Photo-based referring expression data:
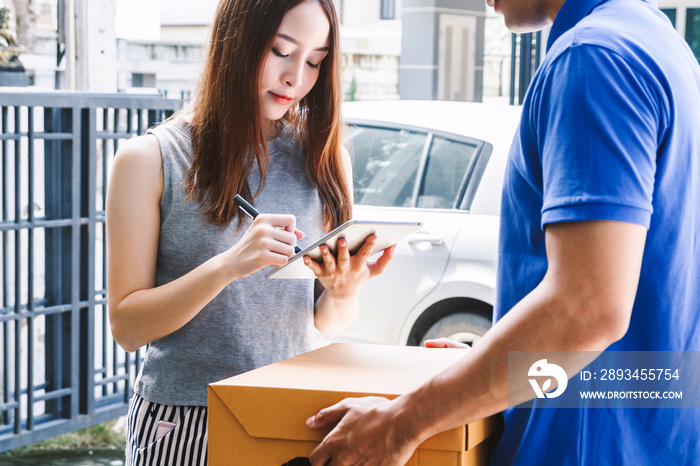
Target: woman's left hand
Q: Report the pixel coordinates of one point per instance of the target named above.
(341, 277)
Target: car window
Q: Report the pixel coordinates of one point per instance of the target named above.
(445, 171)
(385, 164)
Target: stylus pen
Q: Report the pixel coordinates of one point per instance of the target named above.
(252, 212)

▶ _PROBLEM TO SOLVE_: The records above are to be set down exactly as written, with no images.

▶ _ANSWER TO THIS EXERCISE_:
Target: woman's left hand
Q: Report the pixel coordinates of one point per instance of the target named above.
(341, 277)
Target: car window
Q: Report the pixel coordinates of one point per instance of the target named above.
(445, 171)
(385, 164)
Target: stylus pen
Q: Report the pixel coordinates of one point per instance of the target named above.
(252, 212)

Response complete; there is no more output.